WHAT IS ASKED:
**a.** Can you condense the paragraph beginning "The LSU AgCenter's Natchitoches Parish Extension Service held" in the excerpt about the 4-H project day into a few sentences that keep its main facts?
**b.** Revise the excerpt about the 4-H project day by reproducing the passage that begins at the words "The LSU AgCenter’s" and stops after "in some fashion.", with "volunteers" changed to "parents".

EXCERPT TO READ:
········
The LSU AgCenter’s Natchitoches Parish Extension Service held its 4-H project day at Prather Coliseum on the NSU Campus Friday April 28, 2006. Nearly 200 4-H'ers, leaders and volunteers were in attendance. During this past school year the 4-H club meetings focused on agriculture and its relation to them. Members learned that we are all dependent on agriculture in some way and not just by the food we have on our table. Even though there are only a few people who directly produce our food and fiber, many are dependent upon agriculture for their livelihoods. Grocery stores and their employees are dependent upon agriculture. So are truck drivers, fast food employees, food service workers, petroleum and chemical industry workers, wood mill workers, processing plant workers and so on. Everyone depends on agriculture in some fashion.

Since agriculture was the focus this year in the clubs, so it was at project day.

4-H'ers were taught about eating right and healthy. They even got to taste some microwaved soybeans. They are better than you think and are healthy, as were the sweet-potato chips.

4-H'ers were taught about forestry and wood products. (Yes trees are an agricultural crop.) They were shown many uses of wood products that are taken for granted. These products range from lumber for our wood to pencils to paper to mulch products to toilet paper.
········
RAW RECORDS:

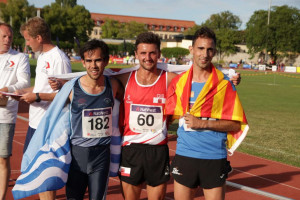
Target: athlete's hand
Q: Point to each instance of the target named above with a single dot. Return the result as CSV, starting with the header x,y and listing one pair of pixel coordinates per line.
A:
x,y
194,122
54,83
28,97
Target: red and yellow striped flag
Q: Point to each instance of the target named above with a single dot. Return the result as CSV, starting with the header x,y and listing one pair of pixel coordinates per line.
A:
x,y
218,99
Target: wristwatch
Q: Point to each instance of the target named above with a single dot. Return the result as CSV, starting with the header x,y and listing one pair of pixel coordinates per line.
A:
x,y
38,98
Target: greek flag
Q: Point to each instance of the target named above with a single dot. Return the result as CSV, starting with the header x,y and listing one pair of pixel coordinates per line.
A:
x,y
48,170
46,162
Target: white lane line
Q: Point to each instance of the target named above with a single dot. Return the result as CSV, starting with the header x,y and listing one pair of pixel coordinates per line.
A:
x,y
271,150
256,191
253,190
266,179
23,118
18,142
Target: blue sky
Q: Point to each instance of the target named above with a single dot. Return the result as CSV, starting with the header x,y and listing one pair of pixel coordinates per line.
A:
x,y
194,10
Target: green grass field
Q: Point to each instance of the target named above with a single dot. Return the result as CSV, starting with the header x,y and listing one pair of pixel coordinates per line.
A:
x,y
272,105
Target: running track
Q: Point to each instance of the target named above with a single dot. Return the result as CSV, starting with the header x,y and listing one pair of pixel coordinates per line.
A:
x,y
253,178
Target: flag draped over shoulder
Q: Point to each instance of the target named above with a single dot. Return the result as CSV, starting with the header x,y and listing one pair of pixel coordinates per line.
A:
x,y
218,99
46,162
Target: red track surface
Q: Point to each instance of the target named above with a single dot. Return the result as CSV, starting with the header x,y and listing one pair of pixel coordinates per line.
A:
x,y
250,171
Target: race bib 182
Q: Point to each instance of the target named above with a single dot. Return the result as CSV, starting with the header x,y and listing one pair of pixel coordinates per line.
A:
x,y
145,118
97,122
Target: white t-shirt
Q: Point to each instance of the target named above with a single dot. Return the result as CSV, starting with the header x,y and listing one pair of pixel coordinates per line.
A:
x,y
15,75
52,62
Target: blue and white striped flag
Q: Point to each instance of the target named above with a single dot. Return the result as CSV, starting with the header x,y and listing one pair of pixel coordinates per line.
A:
x,y
46,162
48,170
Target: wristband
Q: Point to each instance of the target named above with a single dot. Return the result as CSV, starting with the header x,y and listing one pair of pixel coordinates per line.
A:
x,y
38,98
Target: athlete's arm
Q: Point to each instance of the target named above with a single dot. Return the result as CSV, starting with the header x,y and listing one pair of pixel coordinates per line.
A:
x,y
236,79
123,78
118,88
214,125
171,75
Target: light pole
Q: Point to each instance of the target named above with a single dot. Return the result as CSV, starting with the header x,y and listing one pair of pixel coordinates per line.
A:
x,y
268,23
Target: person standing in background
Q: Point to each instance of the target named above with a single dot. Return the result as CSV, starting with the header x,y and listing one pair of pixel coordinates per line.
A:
x,y
51,61
14,75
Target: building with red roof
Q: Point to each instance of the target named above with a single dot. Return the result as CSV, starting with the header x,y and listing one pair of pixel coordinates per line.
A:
x,y
165,28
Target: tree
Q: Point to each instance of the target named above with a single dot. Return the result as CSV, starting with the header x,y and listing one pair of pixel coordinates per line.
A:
x,y
226,26
68,20
281,36
71,3
176,52
15,12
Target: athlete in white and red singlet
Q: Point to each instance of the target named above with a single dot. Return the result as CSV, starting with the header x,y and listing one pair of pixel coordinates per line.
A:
x,y
145,122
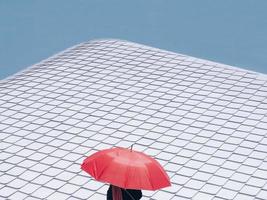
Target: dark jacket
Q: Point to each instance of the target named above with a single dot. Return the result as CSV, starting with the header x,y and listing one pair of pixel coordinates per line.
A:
x,y
136,194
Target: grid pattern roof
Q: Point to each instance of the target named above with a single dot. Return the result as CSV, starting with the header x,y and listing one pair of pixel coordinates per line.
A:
x,y
205,122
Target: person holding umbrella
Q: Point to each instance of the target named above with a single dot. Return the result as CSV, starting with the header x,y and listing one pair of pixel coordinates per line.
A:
x,y
117,193
127,171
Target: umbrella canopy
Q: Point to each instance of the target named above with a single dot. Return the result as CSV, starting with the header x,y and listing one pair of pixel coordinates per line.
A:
x,y
126,168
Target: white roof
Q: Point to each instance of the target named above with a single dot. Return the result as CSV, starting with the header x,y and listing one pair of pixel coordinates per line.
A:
x,y
205,122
········
TASK SOLUTIONS:
**a.** On Friday, April 28, 2006, the LSU AgCenter's Natchitoches Parish Extension Service held its 4-H project day at Prather Coliseum on the NSU campus, with nearly 200 4-H'ers, leaders and volunteers attending. That school year, the 4-H club meetings centered on agriculture and how it relates to members. They learned that everyone depends on agriculture, not only for food. Although few people produce food and fiber directly, many others rely on agriculture for their livelihoods, such as grocery, fast food and food service workers, truck drivers, petroleum and chemical workers, wood mill workers and processing plant workers.

**b.**
The LSU AgCenter’s Natchitoches Parish Extension Service held its 4-H project day at Prather Coliseum on the NSU Campus Friday April 28, 2006. Nearly 200 4-H'ers, leaders and parents were in attendance. During this past school year the 4-H club meetings focused on agriculture and its relation to them. Members learned that we are all dependent on agriculture in some way and not just by the food we have on our table. Even though there are only a few people who directly produce our food and fiber, many are dependent upon agriculture for their livelihoods. Grocery stores and their employees are dependent upon agriculture. So are truck drivers, fast food employees, food service workers, petroleum and chemical industry workers, wood mill workers, processing plant workers and so on. Everyone depends on agriculture in some fashion.